WORK REQUEST:
In the article on disease-resistant black abalone, rewrite the passage from "Disease-Resistant Black Abalone" to "population that survived.", swapping "withering syndrome" for "WS".

---------- EXCERPTED TEXT

Disease-Resistant Black Abalone Discovered
November 5, 2007
Contact: Christina S. Johnson, csjohnson@ucsd.edu, 858-822-5334
1986
Biologists have discovered that black abalone on San Nicolas Island in the Santa Barbara Channel are more resistant to the deadly bacterial disease known as withering syndrome than abalone on the mainland. The discovery may help save these now rare intertidal mollusks from extinction, as scientists hope to soon breed these animals in captivity for release in the wild.
San Nicolas Island has been the site of several severe outbreaks of withering syndrome, said Carolyn Friedman, a professor at the School of Aquatic and Fishery Sciences at the University of Washington in Seattle, explaining the island abalones’ hardiness.
1988
They are the descendants of that one percent of the population that survived.
Friedman and her colleague on the California Sea Grant project, professor Steven Roberts, also at the University of Washington, are now trying to identify which genes are responsible for resistance and the mechanisms by which this resistance is conferred. This work includes studying differences in gene expression between island black abalone and those from Carmel in Monterey, as the animals are subjected to high loads of the withering syndrome pathogen.
1999
Going, going, gone–Three pictures from the same location on Santa Cruz Island in 1986 (top), 1988 (center) and 1999 clearly show the dramatic loss of black abalone populations that has occurred throughout California, due to over-harvesting and the deadly withering syndrome disease. Photos courtesy Brian Tissot, Washington State University, Vancouver
“The hypothesis is that these resistant populations have been subject to intense selective pressure,” Roberts said. “The animals we have tested from Carmel have had little or no withering syndrome selective pressure.”

--------------------
---------- INPUT DATA

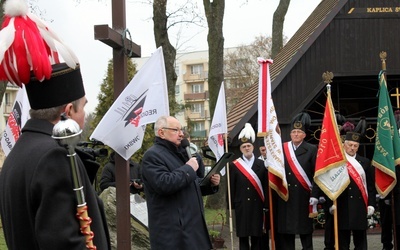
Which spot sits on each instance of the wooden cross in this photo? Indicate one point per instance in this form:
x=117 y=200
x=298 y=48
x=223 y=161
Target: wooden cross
x=121 y=45
x=397 y=95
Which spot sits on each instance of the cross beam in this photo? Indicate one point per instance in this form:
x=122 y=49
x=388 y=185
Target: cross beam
x=120 y=45
x=113 y=39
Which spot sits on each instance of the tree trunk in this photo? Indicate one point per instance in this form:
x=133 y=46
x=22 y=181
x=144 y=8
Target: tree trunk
x=215 y=14
x=3 y=84
x=161 y=38
x=277 y=27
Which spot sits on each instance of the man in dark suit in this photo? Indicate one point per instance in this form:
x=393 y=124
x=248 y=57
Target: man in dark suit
x=249 y=191
x=357 y=201
x=294 y=215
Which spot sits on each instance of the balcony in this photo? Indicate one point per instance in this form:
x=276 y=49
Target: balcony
x=202 y=76
x=198 y=116
x=7 y=108
x=196 y=96
x=198 y=134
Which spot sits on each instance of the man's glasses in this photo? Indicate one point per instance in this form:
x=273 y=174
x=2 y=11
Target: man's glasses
x=176 y=130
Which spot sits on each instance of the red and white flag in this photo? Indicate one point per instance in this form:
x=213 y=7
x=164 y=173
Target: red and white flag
x=218 y=126
x=142 y=101
x=268 y=127
x=16 y=120
x=331 y=173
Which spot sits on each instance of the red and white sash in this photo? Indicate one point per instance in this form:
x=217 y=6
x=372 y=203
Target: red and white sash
x=357 y=174
x=296 y=167
x=246 y=170
x=299 y=173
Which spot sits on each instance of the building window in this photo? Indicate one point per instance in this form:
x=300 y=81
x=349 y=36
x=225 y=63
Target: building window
x=198 y=126
x=197 y=88
x=197 y=108
x=196 y=69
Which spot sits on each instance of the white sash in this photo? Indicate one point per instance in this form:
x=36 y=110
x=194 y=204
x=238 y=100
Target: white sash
x=246 y=170
x=361 y=174
x=298 y=171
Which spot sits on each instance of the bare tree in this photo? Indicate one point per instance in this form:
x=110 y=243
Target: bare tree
x=3 y=84
x=163 y=20
x=277 y=26
x=215 y=14
x=241 y=67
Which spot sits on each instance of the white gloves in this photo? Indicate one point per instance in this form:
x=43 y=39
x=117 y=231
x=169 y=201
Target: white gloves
x=313 y=201
x=332 y=209
x=371 y=211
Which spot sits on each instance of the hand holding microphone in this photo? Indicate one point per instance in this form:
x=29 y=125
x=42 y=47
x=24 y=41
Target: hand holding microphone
x=192 y=160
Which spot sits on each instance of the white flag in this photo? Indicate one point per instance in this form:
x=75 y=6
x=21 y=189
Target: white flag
x=143 y=100
x=218 y=126
x=16 y=120
x=268 y=127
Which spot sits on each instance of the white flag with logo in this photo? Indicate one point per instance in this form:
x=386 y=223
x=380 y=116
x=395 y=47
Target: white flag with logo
x=16 y=120
x=218 y=126
x=142 y=101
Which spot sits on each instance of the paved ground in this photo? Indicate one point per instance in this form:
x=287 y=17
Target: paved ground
x=374 y=240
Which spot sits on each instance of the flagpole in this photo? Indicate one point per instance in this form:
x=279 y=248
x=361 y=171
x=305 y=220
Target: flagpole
x=383 y=55
x=271 y=217
x=335 y=223
x=229 y=194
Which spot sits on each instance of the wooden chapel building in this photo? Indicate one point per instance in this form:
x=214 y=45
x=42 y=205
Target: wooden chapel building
x=344 y=37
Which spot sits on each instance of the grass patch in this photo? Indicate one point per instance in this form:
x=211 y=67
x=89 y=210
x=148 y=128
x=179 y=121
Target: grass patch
x=212 y=215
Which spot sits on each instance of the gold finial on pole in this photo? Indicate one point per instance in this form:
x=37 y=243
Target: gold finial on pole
x=327 y=77
x=383 y=55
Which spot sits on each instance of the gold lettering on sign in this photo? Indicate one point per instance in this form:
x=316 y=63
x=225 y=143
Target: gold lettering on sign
x=397 y=95
x=380 y=10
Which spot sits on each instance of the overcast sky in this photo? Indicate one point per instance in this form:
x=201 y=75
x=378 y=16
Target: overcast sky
x=73 y=22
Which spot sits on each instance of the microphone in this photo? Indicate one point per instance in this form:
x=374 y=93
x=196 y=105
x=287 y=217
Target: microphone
x=186 y=144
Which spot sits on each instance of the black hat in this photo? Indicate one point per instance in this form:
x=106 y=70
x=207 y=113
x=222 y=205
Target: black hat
x=247 y=135
x=353 y=136
x=64 y=86
x=355 y=133
x=301 y=121
x=31 y=55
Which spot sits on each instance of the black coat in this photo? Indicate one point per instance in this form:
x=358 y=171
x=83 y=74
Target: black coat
x=293 y=215
x=248 y=206
x=174 y=199
x=37 y=201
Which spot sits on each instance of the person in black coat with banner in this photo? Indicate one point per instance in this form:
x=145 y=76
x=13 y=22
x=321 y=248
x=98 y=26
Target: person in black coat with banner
x=358 y=200
x=295 y=215
x=249 y=192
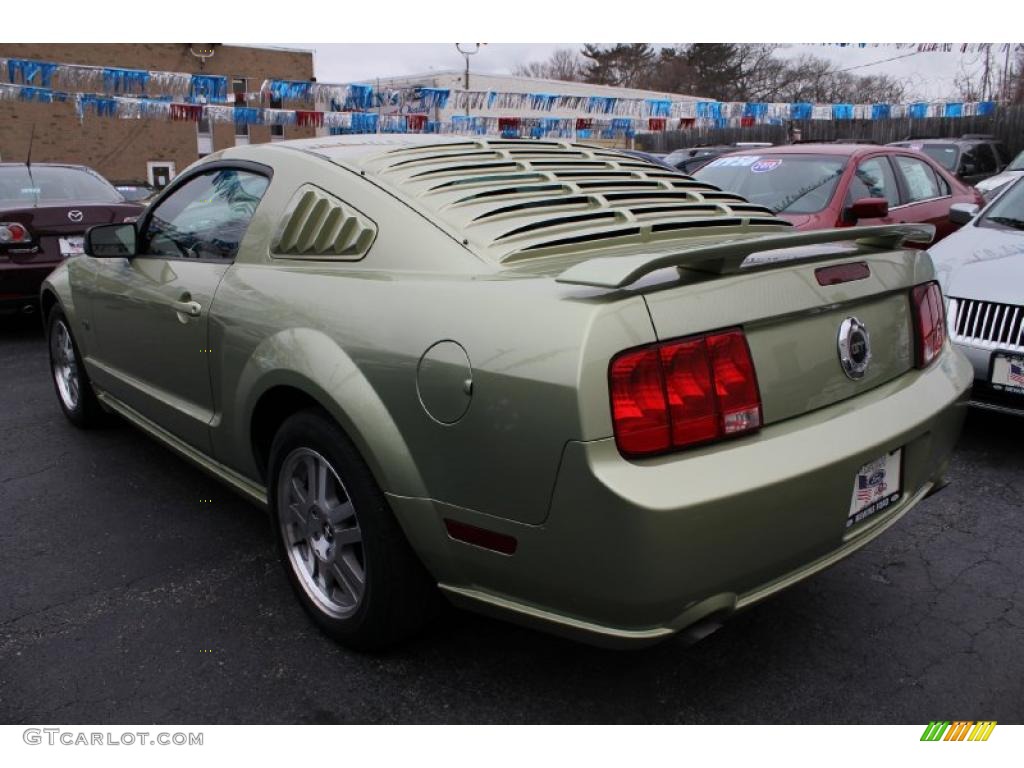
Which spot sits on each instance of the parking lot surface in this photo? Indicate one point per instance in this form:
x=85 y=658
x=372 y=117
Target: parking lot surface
x=127 y=597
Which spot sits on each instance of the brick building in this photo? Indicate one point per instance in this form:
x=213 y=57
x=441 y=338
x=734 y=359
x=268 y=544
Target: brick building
x=141 y=151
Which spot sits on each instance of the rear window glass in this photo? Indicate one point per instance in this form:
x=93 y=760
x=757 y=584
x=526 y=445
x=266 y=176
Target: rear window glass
x=48 y=184
x=785 y=183
x=944 y=155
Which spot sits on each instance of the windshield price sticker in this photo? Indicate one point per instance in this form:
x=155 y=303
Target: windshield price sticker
x=741 y=161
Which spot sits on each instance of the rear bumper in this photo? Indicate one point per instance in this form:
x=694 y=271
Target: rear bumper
x=633 y=552
x=984 y=395
x=20 y=282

--------------------

WRITTEN ANSWER:
Disease-Resistant Black Abalone Discovered
November 5, 2007
Contact: Christina S. Johnson, csjohnson@ucsd.edu, 858-822-5334
1986
Biologists have discovered that black abalone on San Nicolas Island in the Santa Barbara Channel are more resistant to the deadly bacterial disease known as WS than abalone on the mainland. The discovery may help save these now rare intertidal mollusks from extinction, as scientists hope to soon breed these animals in captivity for release in the wild.
San Nicolas Island has been the site of several severe outbreaks of WS, said Carolyn Friedman, a professor at the School of Aquatic and Fishery Sciences at the University of Washington in Seattle, explaining the island abalones’ hardiness.
1988
They are the descendants of that one percent of the population that survived.